What needs to be done
Reproduce the article below on parking policy and equity word for word, from its opening question to its final sentence.

Selected text
┄┄┄┄┄┄┄┄┄┄

What do parking spots have to do with equity? A lot.

I was at last week’s Rail~Volution conference in the Bay Area, where “building livable communities with transit” was the topic of conversation. It was striking how some of the country’s leading urban planners talked about transit, not in terms of buses and trains, but in terms of equity — how great transit contributes to healthier people, safer streets, and economic mobility.

And, on the flip side, how shaping neighborhoods around cars drives up living costs and excludes people from walkable neighborhoods.

“We have people in the Bay Area struggling from paycheck to paycheck, and often getting pushed out onto the street,” said Patrick Siegman, a principal at urban planning firm Nelson\Nygaard. “And on the other hand, we’ve completely solved our affordable housing problem — for our cars.” Siegman spoke at a panel about parking policies around transit-oriented development.

Denver is no stranger to minimum parking requirements that compel developers to build homes with expensive parking spaces, driving up the costs for residents in a city that lacks affordable housing. Denver is also familiar with the disdain current resident have for potential newcomers who will steal “their” on-street parking if home builders don’t include new stalls. But Denver is far from the first city to deal with this tug of war between places to live and places to store private property.

┄┄┄┄┄┄┄┄┄┄

Information provided
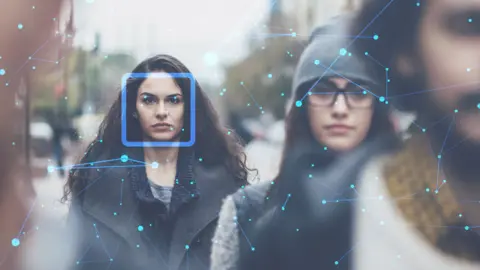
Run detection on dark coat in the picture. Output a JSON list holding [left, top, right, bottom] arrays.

┄┄┄┄┄┄┄┄┄┄

Exercise result
What do parking spots have to do with equity? A lot.

I was at last week’s Rail~Volution conference in the Bay Area, where “building livable communities with transit” was the topic of conversation. It was striking how some of the country’s leading urban planners talked about transit, not in terms of buses and trains, but in terms of equity — how great transit contributes to healthier people, safer streets, and economic mobility.

And, on the flip side, how shaping neighborhoods around cars drives up living costs and excludes people from walkable neighborhoods.

“We have people in the Bay Area struggling from paycheck to paycheck, and often getting pushed out onto the street,” said Patrick Siegman, a principal at urban planning firm Nelson\Nygaard. “And on the other hand, we’ve completely solved our affordable housing problem — for our cars.” Siegman spoke at a panel about parking policies around transit-oriented development.

Denver is no stranger to minimum parking requirements that compel developers to build homes with expensive parking spaces, driving up the costs for residents in a city that lacks affordable housing. Denver is also familiar with the disdain current resident have for potential newcomers who will steal “their” on-street parking if home builders don’t include new stalls. But Denver is far from the first city to deal with this tug of war between places to live and places to store private property.